*Short exercise*
Each line that follows should be printed again exactly as it stands.

# start of Supplied material

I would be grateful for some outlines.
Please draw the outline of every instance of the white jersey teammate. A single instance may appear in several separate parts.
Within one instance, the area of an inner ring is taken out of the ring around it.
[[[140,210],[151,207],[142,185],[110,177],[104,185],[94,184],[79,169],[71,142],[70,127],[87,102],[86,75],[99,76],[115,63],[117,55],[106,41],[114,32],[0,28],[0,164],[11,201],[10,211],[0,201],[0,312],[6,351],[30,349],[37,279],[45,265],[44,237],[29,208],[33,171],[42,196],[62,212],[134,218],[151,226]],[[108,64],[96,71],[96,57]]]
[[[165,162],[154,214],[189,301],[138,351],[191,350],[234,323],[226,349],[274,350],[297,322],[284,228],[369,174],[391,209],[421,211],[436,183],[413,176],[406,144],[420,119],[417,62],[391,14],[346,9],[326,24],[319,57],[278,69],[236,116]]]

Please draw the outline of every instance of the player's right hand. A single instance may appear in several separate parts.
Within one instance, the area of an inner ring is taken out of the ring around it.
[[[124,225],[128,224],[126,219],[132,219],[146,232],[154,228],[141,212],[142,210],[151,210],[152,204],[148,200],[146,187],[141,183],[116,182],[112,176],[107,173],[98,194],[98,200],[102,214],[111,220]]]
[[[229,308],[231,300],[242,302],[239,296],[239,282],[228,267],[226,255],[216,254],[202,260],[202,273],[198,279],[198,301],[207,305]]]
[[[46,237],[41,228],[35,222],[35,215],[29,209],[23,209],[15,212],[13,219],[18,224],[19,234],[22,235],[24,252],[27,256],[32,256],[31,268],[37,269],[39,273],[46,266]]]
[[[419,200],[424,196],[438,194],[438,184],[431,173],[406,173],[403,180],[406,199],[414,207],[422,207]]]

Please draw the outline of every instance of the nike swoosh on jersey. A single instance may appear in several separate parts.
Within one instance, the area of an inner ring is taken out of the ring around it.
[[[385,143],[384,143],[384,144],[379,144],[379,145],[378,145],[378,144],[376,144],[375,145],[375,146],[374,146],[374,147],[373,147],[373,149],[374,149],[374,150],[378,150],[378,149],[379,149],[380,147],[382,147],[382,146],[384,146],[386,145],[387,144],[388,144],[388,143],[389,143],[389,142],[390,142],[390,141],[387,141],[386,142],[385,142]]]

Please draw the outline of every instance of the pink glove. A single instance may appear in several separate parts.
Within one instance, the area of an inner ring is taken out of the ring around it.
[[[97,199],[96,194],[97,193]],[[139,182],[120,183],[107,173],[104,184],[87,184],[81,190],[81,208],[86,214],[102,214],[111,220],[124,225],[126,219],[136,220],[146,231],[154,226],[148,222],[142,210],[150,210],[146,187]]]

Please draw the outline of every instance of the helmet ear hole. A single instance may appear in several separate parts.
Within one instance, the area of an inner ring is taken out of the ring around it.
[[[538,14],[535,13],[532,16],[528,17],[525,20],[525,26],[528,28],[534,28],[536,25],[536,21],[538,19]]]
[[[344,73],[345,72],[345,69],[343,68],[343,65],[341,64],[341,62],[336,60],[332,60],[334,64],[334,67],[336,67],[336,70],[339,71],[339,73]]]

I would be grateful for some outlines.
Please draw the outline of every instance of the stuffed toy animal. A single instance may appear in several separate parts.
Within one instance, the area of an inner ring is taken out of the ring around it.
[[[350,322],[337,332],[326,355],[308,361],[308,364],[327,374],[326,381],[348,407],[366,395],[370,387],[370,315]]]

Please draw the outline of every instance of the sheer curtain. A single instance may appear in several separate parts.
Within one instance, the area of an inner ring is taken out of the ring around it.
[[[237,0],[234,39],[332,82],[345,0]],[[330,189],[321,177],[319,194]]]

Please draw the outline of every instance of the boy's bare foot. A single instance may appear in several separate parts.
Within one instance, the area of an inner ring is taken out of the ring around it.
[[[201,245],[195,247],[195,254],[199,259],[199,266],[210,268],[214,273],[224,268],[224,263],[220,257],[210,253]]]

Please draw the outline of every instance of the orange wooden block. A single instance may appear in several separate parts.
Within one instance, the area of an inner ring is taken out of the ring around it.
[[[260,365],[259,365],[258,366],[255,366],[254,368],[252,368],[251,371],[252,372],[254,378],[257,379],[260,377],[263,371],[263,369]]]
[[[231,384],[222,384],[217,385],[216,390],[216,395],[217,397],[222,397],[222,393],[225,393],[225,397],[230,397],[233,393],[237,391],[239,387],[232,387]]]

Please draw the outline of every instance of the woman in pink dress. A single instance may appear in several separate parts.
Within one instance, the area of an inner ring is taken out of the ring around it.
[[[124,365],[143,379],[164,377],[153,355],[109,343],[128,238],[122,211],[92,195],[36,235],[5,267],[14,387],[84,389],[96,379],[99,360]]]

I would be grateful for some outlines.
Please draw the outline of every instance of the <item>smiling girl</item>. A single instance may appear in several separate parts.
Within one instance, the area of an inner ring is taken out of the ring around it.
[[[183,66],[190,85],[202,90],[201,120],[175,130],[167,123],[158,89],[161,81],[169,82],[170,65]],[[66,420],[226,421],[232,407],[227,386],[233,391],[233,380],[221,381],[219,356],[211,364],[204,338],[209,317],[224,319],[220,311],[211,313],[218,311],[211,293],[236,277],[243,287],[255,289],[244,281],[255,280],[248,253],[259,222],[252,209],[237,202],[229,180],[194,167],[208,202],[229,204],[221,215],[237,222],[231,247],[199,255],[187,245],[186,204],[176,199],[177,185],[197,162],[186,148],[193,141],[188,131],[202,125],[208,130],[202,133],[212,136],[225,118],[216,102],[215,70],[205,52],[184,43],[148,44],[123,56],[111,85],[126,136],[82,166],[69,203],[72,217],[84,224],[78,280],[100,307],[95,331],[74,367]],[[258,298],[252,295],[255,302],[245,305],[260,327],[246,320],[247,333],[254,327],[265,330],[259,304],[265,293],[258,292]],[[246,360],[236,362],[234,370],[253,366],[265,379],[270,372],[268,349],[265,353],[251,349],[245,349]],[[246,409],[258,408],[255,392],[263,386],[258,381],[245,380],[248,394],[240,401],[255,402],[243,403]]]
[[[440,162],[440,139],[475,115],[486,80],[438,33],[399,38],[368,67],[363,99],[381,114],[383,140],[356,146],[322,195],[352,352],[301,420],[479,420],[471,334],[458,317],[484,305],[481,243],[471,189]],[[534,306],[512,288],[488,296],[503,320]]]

# end of Supplied material

*Full answer*
I would be grateful for some outlines.
Please draw the outline of every instance of the white jersey teammate. A single instance may appear in several separate parts.
Within one instance, the area of an inner ring is taken out of the ring around it.
[[[140,210],[151,207],[142,185],[110,177],[104,185],[94,184],[79,169],[71,142],[70,127],[87,102],[86,75],[99,76],[115,63],[117,55],[106,41],[114,32],[0,28],[0,164],[11,201],[10,211],[0,201],[0,312],[6,351],[30,349],[37,279],[45,265],[44,237],[29,208],[33,171],[42,196],[62,212],[134,218],[151,226]],[[108,64],[96,71],[96,57]]]
[[[165,162],[154,214],[189,301],[138,351],[191,350],[234,323],[226,349],[274,350],[297,322],[284,228],[369,174],[391,209],[421,211],[436,183],[413,176],[406,144],[420,119],[417,62],[391,14],[346,9],[326,24],[319,57],[278,69],[236,116]]]

Please draw the outline of every instance of the player's right hand. A single instance may appear in several separate parts.
Within one instance, the area of an inner ring is taken out of the ring around it.
[[[124,225],[128,224],[126,219],[132,219],[146,232],[154,228],[141,212],[142,210],[151,210],[152,204],[148,200],[146,187],[141,183],[116,182],[112,176],[107,173],[98,194],[98,200],[102,214],[111,220]]]
[[[229,308],[231,300],[242,302],[239,296],[239,282],[228,267],[226,255],[216,254],[202,260],[202,273],[198,279],[198,301],[207,305]]]
[[[46,237],[41,228],[35,222],[35,215],[29,209],[23,209],[15,212],[13,219],[18,224],[19,234],[22,235],[24,252],[27,256],[32,256],[31,268],[37,269],[39,273],[46,266]]]
[[[419,200],[424,196],[438,194],[438,184],[431,173],[406,173],[403,180],[406,199],[414,207],[422,207]]]

Please draw the outline of every instance of the nike swoosh on jersey. A single instance may appear in several separate parts.
Within one instance, the area of an inner ring is taken out of the ring around it.
[[[385,143],[384,143],[384,144],[379,144],[379,145],[378,145],[378,144],[376,144],[375,145],[375,146],[374,146],[374,147],[373,147],[373,149],[374,149],[374,150],[378,150],[378,149],[379,149],[380,147],[382,147],[382,146],[384,146],[386,145],[387,144],[388,144],[388,143],[389,143],[389,142],[390,142],[390,141],[387,141],[386,142],[385,142]]]

Please draw the outline of every instance of the pink glove. A single instance may appear in several separate parts.
Within one instance, the area of an inner ring is taken out of the ring around it.
[[[97,199],[96,194],[97,193]],[[139,182],[120,183],[107,173],[104,184],[87,184],[81,190],[81,208],[86,214],[102,214],[111,220],[124,225],[126,219],[136,220],[146,231],[154,226],[148,222],[142,210],[150,210],[146,187]]]

Please draw the outline of every instance of the helmet ear hole. A single instance may appear in several separate parts.
Within one instance, the area of an inner ring is taken out of the ring around it.
[[[538,14],[535,13],[532,16],[528,17],[525,20],[525,26],[528,28],[534,28],[536,25],[536,21],[538,19]]]
[[[344,73],[345,72],[345,69],[343,68],[343,65],[341,64],[341,62],[336,60],[332,60],[334,64],[334,67],[336,67],[336,70],[339,71],[339,73]]]

I would be grateful for some outlines.
Please draw the outline of every instance of the stuffed toy animal. A single instance may appear in several separate parts.
Within one instance, the area of an inner ring is taken out of the ring around it.
[[[350,322],[337,332],[326,355],[308,361],[308,364],[327,374],[326,381],[348,407],[366,395],[370,387],[370,315]]]

Please draw the outline of every instance of the sheer curtain. A single instance may appear in several separate parts.
Within one instance, the area of an inner ring is taken out of the ring around it.
[[[237,0],[234,39],[332,82],[345,0]],[[330,189],[321,177],[319,194]]]

Please draw the outline of every instance of the boy's bare foot. A single instance may appear in several separate parts.
Within one instance, the area of an inner ring is taken out of the ring around it.
[[[201,245],[195,247],[195,254],[199,259],[199,266],[210,268],[214,273],[224,268],[224,263],[220,257],[210,253]]]

Please draw the outline of every instance of the orange wooden block. A single instance may appear in several separate parts.
Within one instance, the area of an inner ring is taken out of the ring around it.
[[[260,365],[259,365],[258,366],[255,366],[254,368],[252,368],[251,371],[252,372],[254,378],[257,379],[260,377],[263,371],[263,369]]]
[[[231,384],[222,384],[217,385],[216,390],[216,395],[217,397],[222,397],[222,393],[225,393],[225,397],[230,397],[233,393],[237,391],[239,387],[232,387]]]

Please draw the outline of every instance of the woman in pink dress. A single instance may appear in several separate parts.
Within one instance, the area of an inner ring is taken out of the ring around it.
[[[124,365],[143,379],[164,377],[153,355],[109,343],[128,238],[122,211],[92,195],[36,235],[5,267],[14,387],[84,389],[96,379],[99,360]]]

I would be grateful for some outlines.
Please draw the outline of every instance of the <item>smiling girl</item>. A single instance may appear in several separate parts.
Within one instance, the area of an inner ring is taken out of the ring around it.
[[[183,66],[190,85],[202,90],[201,120],[175,130],[167,123],[158,89],[161,81],[169,82],[170,65]],[[66,420],[226,421],[232,407],[227,386],[233,391],[233,380],[221,381],[219,356],[211,364],[204,338],[209,317],[224,319],[220,311],[211,313],[218,311],[211,293],[236,277],[243,287],[255,289],[244,281],[255,280],[248,253],[259,222],[252,209],[237,202],[229,180],[194,167],[208,202],[229,204],[221,215],[237,222],[231,247],[199,255],[187,245],[186,204],[176,199],[177,185],[197,162],[186,148],[193,141],[188,131],[202,125],[208,130],[202,133],[212,136],[225,118],[216,102],[215,70],[205,52],[184,43],[148,44],[123,56],[111,85],[126,136],[82,166],[69,203],[72,217],[84,224],[78,280],[100,307],[95,331],[74,367]],[[258,298],[252,295],[255,302],[245,305],[260,327],[246,320],[247,333],[254,327],[265,330],[259,304],[265,293],[258,292]],[[246,360],[236,362],[234,370],[253,366],[265,379],[270,372],[268,349],[265,353],[251,349],[245,349]],[[246,409],[258,408],[255,392],[263,386],[258,381],[245,380],[248,394],[240,401],[255,402],[243,403]]]
[[[440,162],[440,139],[475,115],[486,80],[438,33],[399,38],[368,67],[363,99],[381,114],[383,140],[356,146],[322,195],[352,352],[301,420],[479,420],[471,334],[458,317],[484,305],[481,243],[471,189]],[[534,306],[512,288],[488,296],[503,320]]]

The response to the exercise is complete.